From the line containing "Where can the metal balcony" down to the last line of the listing, quote everything word for word, and nothing else, keeping pictures out.
■ ■ ■ ■
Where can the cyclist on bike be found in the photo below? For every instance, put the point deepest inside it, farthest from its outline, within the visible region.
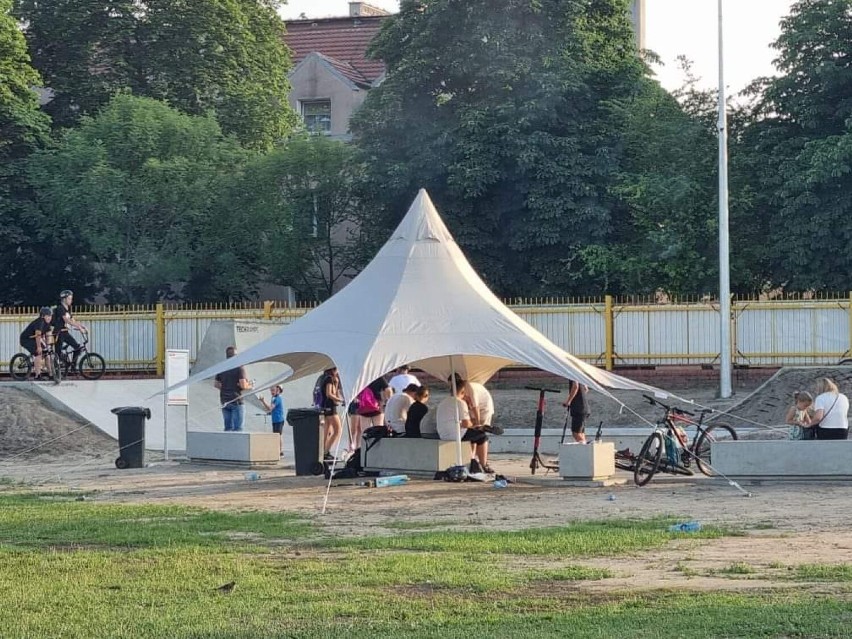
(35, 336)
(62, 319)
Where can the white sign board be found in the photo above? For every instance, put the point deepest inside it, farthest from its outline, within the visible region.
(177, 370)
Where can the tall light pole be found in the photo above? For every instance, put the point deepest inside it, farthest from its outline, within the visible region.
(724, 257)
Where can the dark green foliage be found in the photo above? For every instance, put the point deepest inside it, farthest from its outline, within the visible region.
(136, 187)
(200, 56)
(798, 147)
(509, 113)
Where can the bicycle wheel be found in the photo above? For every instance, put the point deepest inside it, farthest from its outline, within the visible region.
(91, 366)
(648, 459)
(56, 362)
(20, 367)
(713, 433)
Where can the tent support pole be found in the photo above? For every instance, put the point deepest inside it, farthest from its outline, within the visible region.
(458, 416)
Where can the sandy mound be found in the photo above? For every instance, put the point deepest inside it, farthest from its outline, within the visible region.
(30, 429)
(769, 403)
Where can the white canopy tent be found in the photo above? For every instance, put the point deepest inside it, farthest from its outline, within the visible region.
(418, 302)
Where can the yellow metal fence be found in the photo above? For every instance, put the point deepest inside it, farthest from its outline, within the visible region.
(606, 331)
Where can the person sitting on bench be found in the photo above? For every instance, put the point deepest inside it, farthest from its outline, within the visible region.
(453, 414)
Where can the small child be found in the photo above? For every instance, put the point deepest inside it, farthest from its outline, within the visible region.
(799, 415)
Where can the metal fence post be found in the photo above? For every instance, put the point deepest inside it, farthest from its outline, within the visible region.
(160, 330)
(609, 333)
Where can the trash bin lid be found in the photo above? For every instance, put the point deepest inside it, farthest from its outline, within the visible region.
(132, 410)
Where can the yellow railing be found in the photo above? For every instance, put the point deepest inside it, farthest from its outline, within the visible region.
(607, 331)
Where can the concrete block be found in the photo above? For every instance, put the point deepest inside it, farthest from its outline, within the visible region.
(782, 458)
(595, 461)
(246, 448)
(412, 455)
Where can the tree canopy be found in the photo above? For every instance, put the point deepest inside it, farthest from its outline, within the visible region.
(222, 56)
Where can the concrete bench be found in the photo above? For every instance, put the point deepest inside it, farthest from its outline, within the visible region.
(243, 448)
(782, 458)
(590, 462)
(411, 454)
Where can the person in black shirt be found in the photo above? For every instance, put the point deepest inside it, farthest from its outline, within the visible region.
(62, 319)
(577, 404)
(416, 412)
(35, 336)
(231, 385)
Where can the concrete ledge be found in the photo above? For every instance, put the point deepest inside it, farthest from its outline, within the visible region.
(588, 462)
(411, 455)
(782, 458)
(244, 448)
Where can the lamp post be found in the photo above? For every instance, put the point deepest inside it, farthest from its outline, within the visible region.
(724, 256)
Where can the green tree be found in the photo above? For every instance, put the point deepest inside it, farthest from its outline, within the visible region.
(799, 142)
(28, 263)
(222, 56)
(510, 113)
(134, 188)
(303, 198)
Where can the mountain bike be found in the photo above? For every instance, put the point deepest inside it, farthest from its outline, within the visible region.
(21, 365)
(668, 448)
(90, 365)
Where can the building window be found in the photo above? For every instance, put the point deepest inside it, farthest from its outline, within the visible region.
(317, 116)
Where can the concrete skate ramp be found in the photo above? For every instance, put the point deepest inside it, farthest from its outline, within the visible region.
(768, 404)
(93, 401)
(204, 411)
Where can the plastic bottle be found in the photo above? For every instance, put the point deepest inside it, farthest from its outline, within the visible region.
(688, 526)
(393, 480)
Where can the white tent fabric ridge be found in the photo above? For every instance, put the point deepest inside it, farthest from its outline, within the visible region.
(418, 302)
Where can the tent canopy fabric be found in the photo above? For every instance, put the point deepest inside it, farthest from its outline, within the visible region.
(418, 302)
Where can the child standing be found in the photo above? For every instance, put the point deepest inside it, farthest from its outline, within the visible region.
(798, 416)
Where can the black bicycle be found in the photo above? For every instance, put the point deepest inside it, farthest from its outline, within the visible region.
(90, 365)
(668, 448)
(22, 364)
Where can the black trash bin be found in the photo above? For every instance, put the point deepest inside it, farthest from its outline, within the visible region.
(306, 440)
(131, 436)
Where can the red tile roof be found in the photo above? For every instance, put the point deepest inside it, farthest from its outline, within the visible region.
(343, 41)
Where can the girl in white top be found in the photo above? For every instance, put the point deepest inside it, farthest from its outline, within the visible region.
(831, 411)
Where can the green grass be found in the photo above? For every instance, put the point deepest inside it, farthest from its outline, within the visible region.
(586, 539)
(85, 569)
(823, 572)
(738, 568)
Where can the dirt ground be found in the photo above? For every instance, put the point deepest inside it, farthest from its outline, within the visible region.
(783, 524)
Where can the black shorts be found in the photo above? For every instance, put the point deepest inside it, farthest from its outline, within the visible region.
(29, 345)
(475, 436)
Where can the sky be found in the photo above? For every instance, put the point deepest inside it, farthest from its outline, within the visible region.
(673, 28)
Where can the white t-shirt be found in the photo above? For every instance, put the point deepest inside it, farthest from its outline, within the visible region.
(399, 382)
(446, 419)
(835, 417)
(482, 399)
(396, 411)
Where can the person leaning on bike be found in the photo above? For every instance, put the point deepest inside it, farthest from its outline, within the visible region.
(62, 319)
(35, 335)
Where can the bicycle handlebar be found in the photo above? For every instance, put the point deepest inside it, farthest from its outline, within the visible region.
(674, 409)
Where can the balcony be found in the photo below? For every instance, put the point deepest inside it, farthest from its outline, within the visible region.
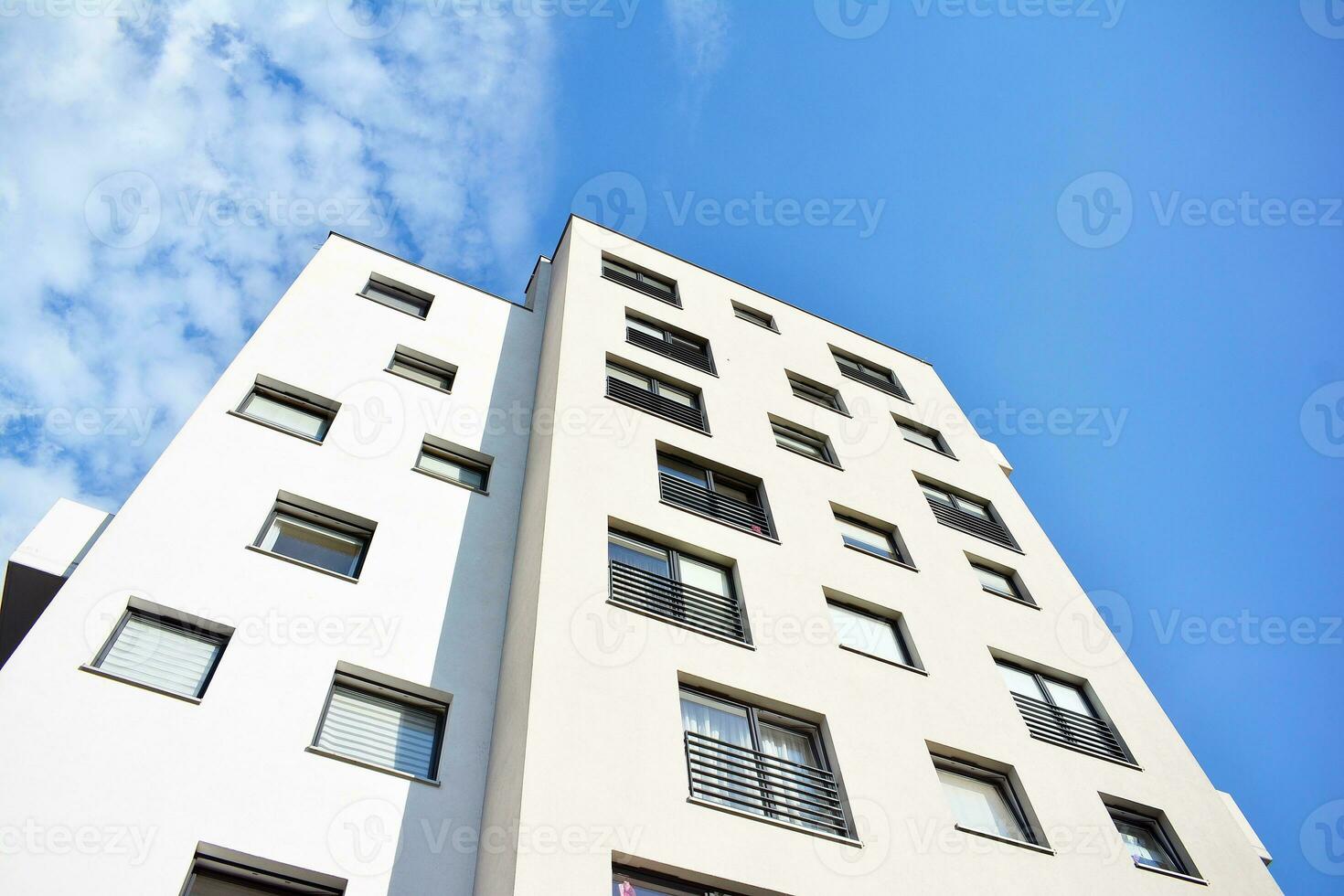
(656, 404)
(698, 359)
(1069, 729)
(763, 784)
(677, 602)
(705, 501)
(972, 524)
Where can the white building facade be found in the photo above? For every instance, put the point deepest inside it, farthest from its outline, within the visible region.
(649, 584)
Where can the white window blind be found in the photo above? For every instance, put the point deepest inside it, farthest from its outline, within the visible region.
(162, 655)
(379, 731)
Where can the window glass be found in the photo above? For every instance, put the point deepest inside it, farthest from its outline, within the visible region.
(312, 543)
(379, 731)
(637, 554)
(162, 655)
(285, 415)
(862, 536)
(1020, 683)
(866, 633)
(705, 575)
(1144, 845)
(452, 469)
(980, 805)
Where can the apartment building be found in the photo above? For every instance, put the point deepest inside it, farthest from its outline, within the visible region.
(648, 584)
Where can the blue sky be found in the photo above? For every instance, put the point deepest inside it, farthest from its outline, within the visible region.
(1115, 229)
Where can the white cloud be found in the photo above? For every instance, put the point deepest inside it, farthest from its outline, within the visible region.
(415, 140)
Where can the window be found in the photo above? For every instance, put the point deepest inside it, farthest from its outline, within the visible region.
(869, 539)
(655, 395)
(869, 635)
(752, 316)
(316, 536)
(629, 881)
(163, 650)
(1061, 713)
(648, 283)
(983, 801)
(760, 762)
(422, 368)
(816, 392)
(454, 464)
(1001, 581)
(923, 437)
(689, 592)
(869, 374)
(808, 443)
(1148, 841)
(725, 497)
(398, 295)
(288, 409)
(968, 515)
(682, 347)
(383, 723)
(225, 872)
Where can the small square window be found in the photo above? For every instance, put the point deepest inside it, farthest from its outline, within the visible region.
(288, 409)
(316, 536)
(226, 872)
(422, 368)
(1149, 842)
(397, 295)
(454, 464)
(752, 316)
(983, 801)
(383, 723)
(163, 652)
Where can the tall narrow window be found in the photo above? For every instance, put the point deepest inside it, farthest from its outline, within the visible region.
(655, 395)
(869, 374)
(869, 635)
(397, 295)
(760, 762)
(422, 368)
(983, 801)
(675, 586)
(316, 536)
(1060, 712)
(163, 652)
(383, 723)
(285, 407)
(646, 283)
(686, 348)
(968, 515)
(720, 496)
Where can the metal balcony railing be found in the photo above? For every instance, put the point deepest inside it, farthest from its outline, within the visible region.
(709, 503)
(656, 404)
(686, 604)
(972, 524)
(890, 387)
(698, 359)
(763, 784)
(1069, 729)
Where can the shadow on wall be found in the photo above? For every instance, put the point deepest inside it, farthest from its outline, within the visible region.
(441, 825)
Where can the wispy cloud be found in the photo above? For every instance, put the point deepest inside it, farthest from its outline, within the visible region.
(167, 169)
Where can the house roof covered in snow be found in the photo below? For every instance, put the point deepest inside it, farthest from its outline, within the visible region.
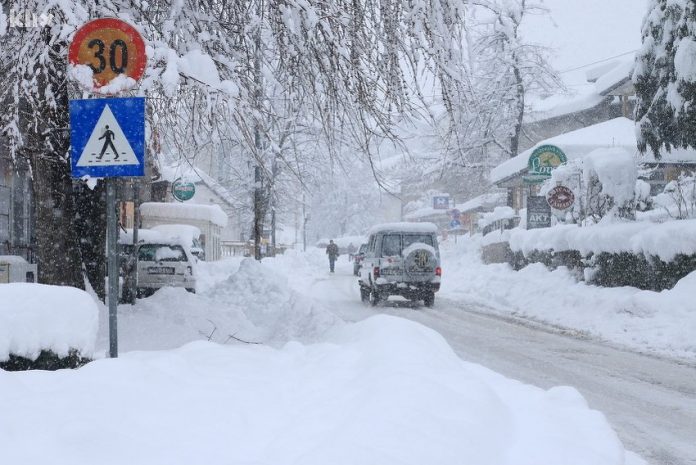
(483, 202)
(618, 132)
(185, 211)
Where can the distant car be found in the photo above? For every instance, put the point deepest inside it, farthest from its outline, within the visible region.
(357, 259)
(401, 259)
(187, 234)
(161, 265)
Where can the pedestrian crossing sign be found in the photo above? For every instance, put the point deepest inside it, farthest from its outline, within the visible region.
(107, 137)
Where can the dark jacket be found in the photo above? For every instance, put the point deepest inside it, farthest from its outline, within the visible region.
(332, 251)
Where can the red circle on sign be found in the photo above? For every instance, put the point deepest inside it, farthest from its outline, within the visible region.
■ ■ ■ ■
*SOLUTION FOR THIS EXERCISE*:
Where can the metal balcony railing be found in the photo above? For every instance, put the point deepest inside it, farthest from its outline, within the visible region.
(709, 503)
(656, 404)
(686, 604)
(972, 524)
(890, 387)
(698, 359)
(763, 784)
(1069, 729)
Where can the shadow on wall be found in the photo above? For every instance, put the point deepest inside it, farthest from its outline, within the visible region.
(441, 825)
Where can the wispy cloud be found in the photo above? For every instance, put the point deepest inside it, farthest from its outline, within the visible region.
(167, 169)
Where can the house roof covered in snow be found in the photo below? For every instance, put the point deepest inside it, farthest from its outline, within the visible region.
(483, 202)
(618, 132)
(185, 211)
Where can the distant car be found in the photo above? For every instance, put the point deepest inside it, farthest from its outline, within the visible region.
(357, 259)
(401, 259)
(187, 234)
(161, 265)
Where can the pedestrian crossing sign be found in the photo above? For every instance, put the point deepest inside it, farthest from its outline, within the visible region.
(107, 137)
Where can the dark jacket be found in the photo above? For every instance, put the point deepest inside it, farthest from its outline, within the visible region.
(332, 251)
Where can the red circle on sign be found in the photo above? For every instance, put the point deepest inside it, farthest from its outline, within the visible region.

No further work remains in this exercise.